▶ SET PROBLEM
Return the full material exactly.

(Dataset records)
>> begin

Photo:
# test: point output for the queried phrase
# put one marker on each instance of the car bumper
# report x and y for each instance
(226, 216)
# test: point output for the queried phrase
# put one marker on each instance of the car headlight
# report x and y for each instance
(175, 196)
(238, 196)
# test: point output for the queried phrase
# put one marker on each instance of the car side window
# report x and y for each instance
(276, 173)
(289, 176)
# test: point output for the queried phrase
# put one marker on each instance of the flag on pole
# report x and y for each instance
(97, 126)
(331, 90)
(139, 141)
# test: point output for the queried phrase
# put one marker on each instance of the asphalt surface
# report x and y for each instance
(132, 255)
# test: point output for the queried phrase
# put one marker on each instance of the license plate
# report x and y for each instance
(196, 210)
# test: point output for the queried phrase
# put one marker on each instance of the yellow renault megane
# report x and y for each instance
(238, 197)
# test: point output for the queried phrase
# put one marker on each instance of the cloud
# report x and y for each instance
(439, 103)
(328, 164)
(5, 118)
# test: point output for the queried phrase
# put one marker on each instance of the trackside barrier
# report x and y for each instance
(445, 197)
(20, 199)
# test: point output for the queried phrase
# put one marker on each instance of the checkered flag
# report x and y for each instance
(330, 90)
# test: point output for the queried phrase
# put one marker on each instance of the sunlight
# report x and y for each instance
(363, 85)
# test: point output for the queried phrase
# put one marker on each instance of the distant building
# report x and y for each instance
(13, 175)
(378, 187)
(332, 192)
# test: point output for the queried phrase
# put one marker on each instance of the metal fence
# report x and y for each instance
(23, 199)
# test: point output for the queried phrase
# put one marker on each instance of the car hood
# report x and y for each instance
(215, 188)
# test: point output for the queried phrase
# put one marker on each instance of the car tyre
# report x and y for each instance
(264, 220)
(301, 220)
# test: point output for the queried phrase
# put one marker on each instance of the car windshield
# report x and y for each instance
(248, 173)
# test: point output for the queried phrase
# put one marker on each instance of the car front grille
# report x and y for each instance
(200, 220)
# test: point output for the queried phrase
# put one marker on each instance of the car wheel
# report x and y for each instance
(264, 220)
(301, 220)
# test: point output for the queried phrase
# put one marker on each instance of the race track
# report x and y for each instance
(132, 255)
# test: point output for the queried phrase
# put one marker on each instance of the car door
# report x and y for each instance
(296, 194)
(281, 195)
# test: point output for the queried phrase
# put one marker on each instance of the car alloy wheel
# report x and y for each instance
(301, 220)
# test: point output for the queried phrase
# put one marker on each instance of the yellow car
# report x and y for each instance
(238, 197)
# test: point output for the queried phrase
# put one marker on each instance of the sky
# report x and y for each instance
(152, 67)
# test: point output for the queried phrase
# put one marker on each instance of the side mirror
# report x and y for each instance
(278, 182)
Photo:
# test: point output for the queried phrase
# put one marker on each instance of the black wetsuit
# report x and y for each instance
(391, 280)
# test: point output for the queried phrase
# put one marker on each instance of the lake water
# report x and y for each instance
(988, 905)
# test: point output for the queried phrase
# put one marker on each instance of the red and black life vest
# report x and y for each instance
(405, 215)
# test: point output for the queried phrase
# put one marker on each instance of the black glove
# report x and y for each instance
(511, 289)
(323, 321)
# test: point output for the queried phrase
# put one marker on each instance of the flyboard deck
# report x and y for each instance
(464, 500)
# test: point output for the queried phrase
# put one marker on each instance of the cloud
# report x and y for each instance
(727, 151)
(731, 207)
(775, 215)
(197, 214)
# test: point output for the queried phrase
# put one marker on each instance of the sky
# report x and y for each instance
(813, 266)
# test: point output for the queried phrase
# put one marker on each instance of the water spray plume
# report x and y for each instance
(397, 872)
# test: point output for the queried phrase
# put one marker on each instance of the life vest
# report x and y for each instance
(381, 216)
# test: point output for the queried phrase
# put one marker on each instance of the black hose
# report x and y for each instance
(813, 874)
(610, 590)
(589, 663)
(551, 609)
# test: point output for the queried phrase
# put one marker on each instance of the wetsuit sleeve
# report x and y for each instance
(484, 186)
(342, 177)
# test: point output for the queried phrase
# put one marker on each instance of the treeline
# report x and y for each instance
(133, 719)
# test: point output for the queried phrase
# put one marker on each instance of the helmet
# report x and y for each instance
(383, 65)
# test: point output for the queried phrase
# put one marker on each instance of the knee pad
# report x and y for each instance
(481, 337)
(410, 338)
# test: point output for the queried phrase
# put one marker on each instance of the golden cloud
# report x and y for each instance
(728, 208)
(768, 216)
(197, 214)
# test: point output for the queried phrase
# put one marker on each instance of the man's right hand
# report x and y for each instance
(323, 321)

>> end

▶ CORRECT OUTPUT
Photo:
# test: point output for the queried phrase
# put one marker on each instance of the car bumper
# report x and y for each instance
(226, 216)
# test: point output for the queried phrase
# put one marker on each instance of the car headlight
# report x and y for each instance
(175, 196)
(238, 196)
# test: point output for the queried phrase
# put one marker on each instance of the car side window
# report x and y for each instance
(276, 173)
(289, 176)
# test: point output for the queried phrase
# put one marker on each instance of the flag on pole
# report x and y for each instance
(97, 126)
(331, 90)
(139, 141)
# test: point output for the queried phrase
# put one marker on each instance of the asphalt surface
# report x and y for each instance
(132, 255)
# test: point output for the queried phrase
# put one marker on each instance of the license plate
# report x and y for each instance
(196, 210)
# test: point output for the queried phrase
# put one marker on each instance of the yellow renault megane
# report x and y for each instance
(238, 197)
# test: point output for the queried phrase
# put one marker on each instance of the cloud
# report x and y for each instance
(439, 103)
(328, 164)
(5, 118)
# test: point output for the queried phrase
# put one marker on each instance of the trackside barrier
# report x and y for each instance
(445, 197)
(20, 199)
# test: point output for the queried phrase
# put one marker on each instance of the checkered flag
# report x and y for each instance
(330, 90)
# test: point output for the queried phrase
# put one marker on each instance of the sunlight
# report x and y for each instance
(363, 85)
# test: point output for the queried phrase
# put one marker on each instance of the distant building
# report x and y for each instance
(13, 175)
(378, 187)
(332, 192)
# test: point output for the queried phrase
# put one marker on each instance of the metal fence
# report x and y for each instance
(23, 199)
# test: point output for the queried phrase
# put one marker on each instance of the car hood
# report x and y for each instance
(215, 188)
# test: point output for the queried phrase
# put one marker on each instance of the car tyre
# report x and y for each instance
(264, 220)
(301, 220)
# test: point output for the queried phrase
# put one marker on each instance of the car windshield
# report x and y for each instance
(248, 173)
# test: point output for the queried phrase
# put one marker on each instance of the car front grille
# report x and y for each instance
(200, 220)
# test: point output for the queried phrase
# put one marker on each instance of the car wheel
# report x and y for each instance
(264, 220)
(301, 220)
# test: point output for the queried phrase
# put one marker on each instance of the race track
# report x and y for each instance
(132, 255)
# test: point output for the queried phrase
# put one marker on each instance of the car door
# report x and y for each instance
(296, 194)
(281, 195)
# test: point output for the queried phrase
# put one marker on each instance of the car alloy wheel
# report x and y for each instance
(301, 220)
# test: point output for the queried phrase
# put one marker on each instance of the yellow car
# report x and y for each instance
(238, 197)
# test: point output for the queried phrase
# put one marker on each instance of the sky
# report x and y for each instance
(152, 67)
# test: point output for the queried phrase
# put one marker on each instance of the side mirror
# report x and y for each instance
(278, 182)
Photo:
# test: point output for the queried phrase
# put one marker on each instance of the black wetsuit
# report x and y for each instance
(391, 280)
# test: point output for the queried phrase
# put one marker on each instance of the lake water
# report x and y for each instance
(988, 905)
# test: point output for the queried phrase
# put one marker on each instance of the red and black life vest
# report x and y for each instance
(405, 215)
# test: point output for the queried phrase
# put one marker on each instance of the black glove
# report x and y for each instance
(511, 289)
(323, 321)
# test: point output for the queried phrase
# put one marker on each instance of the flyboard deck
# report x and y for each instance
(464, 500)
# test: point output for the queried phrase
# put one marker on each instance of the cloud
# report x and y for each instance
(727, 151)
(731, 207)
(775, 215)
(197, 214)
# test: point output for the queried phrase
# put one marker on each instance of the sky
# report x and y for each instance
(813, 266)
# test: point output for the queried phrase
# put one marker on each instance of the water spray plume
# report x and y for each instance
(397, 872)
# test: point output for the queried phrase
# put one marker on each instance of the life vest
# report x and y for each instance
(381, 216)
# test: point output for the queried phrase
# put one marker on each instance of the black hose
# report x and y for each instance
(813, 874)
(610, 590)
(589, 663)
(551, 609)
# test: point output for the queried phrase
# put one marker on each instance of the wetsuit sleeve
# report x and y for each instance
(484, 186)
(342, 177)
# test: point output for the queried phrase
# put one marker on each instance of the treeline
# report x and y for each instance
(133, 719)
# test: point output for the queried phrase
# put one marker on each instance of the helmet
# report x and y for each instance
(383, 65)
# test: point output for the queried phrase
# put one marker on each instance of the knee pad
# report x and y for each instance
(481, 337)
(410, 338)
# test: point output for the queried phrase
# put one marker on each instance of the golden cloud
# report x and y for each instance
(728, 208)
(768, 216)
(197, 214)
# test: point output for the queried phrase
# put one marker on each instance of the man's right hand
# report x and y for each instance
(323, 321)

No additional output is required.